WHAT YOU WILL DO: Count the lines in the records below that contain the string "blue". Reply with only that number.

──────

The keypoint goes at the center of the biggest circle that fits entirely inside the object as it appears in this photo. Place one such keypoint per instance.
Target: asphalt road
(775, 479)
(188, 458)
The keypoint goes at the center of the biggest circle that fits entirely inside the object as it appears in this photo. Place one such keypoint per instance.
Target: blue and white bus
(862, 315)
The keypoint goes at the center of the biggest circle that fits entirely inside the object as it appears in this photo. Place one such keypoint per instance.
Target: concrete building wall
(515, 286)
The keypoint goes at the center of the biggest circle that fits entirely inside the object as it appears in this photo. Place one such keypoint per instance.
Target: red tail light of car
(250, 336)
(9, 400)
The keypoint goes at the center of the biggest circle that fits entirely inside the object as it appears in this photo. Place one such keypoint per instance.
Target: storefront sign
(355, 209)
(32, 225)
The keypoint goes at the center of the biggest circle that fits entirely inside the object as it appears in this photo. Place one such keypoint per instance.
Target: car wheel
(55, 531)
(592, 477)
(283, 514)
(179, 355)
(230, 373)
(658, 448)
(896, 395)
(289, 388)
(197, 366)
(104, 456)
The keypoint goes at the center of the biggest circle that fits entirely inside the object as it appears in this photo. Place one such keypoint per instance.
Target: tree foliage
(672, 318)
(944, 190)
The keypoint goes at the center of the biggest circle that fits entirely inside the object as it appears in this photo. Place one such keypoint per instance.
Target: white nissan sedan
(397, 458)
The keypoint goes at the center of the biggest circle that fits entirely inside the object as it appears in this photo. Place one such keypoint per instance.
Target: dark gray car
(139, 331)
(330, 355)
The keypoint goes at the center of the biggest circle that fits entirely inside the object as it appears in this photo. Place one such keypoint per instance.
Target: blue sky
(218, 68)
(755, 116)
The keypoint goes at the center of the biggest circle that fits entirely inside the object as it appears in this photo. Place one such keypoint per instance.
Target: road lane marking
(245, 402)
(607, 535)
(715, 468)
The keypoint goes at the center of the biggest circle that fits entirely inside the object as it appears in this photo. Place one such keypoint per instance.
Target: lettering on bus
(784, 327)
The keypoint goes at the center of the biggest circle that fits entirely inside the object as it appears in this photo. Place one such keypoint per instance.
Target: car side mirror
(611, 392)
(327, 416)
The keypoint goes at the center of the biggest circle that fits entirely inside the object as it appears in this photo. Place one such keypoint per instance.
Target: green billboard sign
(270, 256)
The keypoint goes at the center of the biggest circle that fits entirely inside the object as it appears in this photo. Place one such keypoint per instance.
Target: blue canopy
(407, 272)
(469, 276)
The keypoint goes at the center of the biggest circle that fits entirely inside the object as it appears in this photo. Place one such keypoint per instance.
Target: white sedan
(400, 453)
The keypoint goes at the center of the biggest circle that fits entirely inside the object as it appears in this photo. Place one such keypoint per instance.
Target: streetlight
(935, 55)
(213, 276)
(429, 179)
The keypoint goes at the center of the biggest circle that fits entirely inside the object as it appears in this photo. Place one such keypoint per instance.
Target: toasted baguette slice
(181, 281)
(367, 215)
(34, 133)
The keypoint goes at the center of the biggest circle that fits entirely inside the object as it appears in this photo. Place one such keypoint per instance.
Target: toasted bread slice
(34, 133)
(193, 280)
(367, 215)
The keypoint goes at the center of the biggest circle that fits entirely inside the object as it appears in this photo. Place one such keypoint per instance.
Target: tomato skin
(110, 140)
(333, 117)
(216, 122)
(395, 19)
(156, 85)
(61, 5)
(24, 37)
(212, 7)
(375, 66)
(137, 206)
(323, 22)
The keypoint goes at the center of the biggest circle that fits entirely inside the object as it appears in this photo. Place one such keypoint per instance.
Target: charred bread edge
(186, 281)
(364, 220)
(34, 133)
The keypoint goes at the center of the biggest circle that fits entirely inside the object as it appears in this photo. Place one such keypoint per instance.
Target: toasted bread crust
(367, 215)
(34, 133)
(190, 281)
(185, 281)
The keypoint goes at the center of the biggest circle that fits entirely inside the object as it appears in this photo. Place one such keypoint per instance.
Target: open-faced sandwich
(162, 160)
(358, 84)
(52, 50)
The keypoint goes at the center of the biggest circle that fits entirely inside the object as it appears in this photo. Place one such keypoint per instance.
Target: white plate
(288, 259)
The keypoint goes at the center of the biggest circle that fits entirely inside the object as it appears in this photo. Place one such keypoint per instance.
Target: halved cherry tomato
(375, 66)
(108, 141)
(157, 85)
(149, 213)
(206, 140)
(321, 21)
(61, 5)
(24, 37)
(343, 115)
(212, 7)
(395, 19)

──────

EXERCISE RESULT: 3